_SUPPLIED PASSAGE_
=====
To Lower Drug Prices, Should Progressives Follow This Billionaire?
By Jeanette Contreras
A new front just opened in the battle to lower drug prices, and serial entrepreneur and investor Mark Cuban is leading the charge.
His firm, the Mark Cuban Cost Plus Drug Company, is planning to sell deeply discounted generic medicines directly to patients -- bypassing the insurance companies, pharmacy benefit managers, and other industry middlemen that currently pocket 51 cents of every dollar spent on pharmaceuticals.
It's a brilliant yet simple model that could deliver huge savings to everyone struggling with high drug prices, especially for minorities and those with a rare disease. Ironically, the brash billionaire's business plan could serve as inspiration for progressive lawmakers in Congress who are trying to reform our country's broken healthcare system.
As a recent Commonwealth Fund report details, minority groups disproportionately suffer from a litany of health issues -- from higher maternal mortality to elevated rates of chronic conditions like diabetes and hypertension.
=====
_SOURCE INFORMATION_
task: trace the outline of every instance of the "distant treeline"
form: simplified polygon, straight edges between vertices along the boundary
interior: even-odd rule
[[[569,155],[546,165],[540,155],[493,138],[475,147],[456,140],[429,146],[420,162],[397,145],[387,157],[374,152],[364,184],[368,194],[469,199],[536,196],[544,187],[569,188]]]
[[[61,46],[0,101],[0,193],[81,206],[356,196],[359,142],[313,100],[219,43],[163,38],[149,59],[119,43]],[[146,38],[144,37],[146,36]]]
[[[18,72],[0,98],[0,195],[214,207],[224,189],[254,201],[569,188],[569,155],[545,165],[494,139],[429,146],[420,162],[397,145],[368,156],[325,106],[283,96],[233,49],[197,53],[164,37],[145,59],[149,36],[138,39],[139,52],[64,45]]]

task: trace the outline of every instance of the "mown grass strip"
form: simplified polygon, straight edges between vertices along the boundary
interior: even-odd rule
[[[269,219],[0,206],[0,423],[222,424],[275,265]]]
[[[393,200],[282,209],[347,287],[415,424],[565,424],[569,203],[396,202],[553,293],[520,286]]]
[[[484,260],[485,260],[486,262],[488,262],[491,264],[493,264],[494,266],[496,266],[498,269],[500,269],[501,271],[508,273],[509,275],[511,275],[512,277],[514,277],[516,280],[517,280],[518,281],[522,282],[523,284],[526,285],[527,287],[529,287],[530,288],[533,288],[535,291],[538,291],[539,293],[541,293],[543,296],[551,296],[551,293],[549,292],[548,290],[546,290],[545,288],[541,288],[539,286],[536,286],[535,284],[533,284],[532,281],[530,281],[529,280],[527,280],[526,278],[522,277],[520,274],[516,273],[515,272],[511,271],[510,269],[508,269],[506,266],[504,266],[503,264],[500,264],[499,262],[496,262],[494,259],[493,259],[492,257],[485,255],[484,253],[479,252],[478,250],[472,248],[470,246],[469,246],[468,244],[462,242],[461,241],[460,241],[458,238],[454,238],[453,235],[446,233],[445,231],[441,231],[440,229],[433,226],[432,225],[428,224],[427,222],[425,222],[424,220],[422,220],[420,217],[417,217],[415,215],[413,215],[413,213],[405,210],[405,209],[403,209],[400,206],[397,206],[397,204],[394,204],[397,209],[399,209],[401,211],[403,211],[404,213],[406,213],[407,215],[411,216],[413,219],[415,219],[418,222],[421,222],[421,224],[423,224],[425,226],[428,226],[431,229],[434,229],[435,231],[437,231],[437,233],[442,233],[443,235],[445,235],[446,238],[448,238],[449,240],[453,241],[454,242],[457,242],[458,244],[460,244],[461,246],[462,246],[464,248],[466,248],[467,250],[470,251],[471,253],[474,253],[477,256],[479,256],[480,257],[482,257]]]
=====
_PROBLEM DETAILS_
List every specific health problem that the drug-prices article names as an example of issues minority groups disproportionately suffer from.

_SOLUTION_
Higher maternal mortality, diabetes, and hypertension.